WORK TASK: Transcribe exactly each line of the entries, from the opening line to the line with "box: [1158, 262, 1468, 530]", with both of those lines included.
::::::
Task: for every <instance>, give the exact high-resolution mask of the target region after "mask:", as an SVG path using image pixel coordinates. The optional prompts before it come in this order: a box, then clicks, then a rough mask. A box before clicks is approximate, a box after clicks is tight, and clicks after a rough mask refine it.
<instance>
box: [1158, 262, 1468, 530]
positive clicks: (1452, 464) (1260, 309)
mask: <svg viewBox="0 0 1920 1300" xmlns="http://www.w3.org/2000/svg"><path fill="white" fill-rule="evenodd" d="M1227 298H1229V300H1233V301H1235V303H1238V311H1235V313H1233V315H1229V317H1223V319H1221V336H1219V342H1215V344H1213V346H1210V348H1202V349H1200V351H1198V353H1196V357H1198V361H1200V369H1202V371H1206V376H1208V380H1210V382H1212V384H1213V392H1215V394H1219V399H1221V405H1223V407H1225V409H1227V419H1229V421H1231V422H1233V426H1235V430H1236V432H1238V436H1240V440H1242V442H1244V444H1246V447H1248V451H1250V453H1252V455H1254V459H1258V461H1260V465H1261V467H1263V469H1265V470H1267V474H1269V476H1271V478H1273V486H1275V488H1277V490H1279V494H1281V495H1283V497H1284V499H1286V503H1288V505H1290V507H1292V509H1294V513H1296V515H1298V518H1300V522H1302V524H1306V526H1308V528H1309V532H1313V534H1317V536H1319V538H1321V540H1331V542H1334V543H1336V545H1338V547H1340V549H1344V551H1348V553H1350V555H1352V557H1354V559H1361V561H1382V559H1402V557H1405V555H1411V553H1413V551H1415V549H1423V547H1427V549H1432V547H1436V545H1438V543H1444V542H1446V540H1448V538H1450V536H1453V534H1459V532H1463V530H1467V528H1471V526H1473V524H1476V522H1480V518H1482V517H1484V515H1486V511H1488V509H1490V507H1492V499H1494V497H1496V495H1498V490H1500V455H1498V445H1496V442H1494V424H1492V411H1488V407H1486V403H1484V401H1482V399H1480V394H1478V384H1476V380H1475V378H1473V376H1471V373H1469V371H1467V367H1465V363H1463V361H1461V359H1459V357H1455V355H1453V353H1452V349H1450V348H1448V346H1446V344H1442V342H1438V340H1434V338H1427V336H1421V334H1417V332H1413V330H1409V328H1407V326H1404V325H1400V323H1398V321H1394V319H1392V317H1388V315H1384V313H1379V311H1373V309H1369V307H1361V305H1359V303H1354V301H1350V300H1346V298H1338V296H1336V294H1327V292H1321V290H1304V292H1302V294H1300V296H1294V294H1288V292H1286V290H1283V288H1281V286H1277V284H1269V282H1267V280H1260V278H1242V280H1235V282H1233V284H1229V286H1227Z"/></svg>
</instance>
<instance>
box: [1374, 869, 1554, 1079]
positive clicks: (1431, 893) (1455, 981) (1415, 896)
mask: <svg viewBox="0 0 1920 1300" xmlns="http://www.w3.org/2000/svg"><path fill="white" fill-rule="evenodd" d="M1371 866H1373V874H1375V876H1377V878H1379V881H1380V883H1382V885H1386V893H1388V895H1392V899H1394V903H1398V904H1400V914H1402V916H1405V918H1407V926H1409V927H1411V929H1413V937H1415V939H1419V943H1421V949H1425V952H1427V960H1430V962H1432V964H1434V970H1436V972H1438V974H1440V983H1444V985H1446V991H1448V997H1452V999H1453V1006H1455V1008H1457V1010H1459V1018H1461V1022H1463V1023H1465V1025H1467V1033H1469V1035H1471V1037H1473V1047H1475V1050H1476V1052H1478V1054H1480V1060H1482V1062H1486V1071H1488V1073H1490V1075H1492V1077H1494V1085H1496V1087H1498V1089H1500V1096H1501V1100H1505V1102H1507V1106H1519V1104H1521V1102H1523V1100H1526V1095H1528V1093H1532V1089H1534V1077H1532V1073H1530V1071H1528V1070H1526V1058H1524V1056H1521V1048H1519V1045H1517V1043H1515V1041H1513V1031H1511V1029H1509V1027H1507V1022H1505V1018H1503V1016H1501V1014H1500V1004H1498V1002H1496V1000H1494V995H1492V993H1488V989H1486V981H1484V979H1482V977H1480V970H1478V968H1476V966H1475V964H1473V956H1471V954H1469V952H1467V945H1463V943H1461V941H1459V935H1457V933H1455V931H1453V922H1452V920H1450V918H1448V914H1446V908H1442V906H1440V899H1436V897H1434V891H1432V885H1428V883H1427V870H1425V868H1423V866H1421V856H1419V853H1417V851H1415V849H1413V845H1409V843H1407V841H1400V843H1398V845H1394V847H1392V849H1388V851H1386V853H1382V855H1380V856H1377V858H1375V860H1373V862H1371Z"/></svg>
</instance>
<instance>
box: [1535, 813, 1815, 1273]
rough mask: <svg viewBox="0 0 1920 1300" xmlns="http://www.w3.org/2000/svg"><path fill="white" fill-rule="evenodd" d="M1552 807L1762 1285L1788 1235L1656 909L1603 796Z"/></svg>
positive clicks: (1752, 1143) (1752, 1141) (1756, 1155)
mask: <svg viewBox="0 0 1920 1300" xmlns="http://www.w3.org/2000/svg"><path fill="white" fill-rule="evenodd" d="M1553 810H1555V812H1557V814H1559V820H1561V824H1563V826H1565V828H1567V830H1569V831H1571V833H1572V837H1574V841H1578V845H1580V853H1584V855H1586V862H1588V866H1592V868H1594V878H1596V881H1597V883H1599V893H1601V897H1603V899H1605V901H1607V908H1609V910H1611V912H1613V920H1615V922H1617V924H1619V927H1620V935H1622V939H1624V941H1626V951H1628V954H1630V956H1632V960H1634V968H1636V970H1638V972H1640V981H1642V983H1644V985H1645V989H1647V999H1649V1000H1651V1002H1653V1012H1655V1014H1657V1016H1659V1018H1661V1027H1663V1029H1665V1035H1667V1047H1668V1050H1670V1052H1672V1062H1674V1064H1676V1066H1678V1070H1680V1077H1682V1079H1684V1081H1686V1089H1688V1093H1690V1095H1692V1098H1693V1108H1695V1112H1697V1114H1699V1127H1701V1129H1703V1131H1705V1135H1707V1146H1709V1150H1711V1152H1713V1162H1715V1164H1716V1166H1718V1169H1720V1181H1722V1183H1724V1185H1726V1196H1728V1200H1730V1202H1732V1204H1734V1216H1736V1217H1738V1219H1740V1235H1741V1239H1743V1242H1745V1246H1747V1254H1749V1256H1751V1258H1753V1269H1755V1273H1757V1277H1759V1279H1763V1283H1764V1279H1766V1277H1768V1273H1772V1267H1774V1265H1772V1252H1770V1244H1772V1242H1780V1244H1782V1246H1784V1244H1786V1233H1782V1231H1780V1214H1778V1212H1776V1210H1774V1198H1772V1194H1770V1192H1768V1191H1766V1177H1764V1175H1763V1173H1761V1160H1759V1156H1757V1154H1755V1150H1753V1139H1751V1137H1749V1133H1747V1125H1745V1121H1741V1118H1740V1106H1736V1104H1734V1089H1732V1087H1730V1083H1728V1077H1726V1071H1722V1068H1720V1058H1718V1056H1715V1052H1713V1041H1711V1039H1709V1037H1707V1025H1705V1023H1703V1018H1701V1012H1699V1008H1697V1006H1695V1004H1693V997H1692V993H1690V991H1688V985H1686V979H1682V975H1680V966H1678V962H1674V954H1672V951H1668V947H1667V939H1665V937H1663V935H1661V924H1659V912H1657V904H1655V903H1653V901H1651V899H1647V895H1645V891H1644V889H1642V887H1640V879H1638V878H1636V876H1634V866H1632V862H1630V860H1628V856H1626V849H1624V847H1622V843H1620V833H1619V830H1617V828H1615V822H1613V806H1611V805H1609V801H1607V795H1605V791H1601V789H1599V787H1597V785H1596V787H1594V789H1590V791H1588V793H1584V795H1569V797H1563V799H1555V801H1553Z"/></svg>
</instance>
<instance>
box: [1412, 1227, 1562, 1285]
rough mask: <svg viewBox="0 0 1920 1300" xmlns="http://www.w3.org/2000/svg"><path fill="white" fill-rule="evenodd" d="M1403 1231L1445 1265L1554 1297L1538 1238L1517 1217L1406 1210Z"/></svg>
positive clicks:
::::::
RESULT FOR THIS TASK:
Task: for every <instance>, give the exact high-resolution mask of the target region after "mask:", as an SVG path using image pixel coordinates. The optional prompts before it come in this order: a box, then clicks, then a rough mask. A box before clicks is approximate, a box after clicks is tight, and clicks after a rough mask refine it.
<instance>
box: [1158, 262, 1468, 530]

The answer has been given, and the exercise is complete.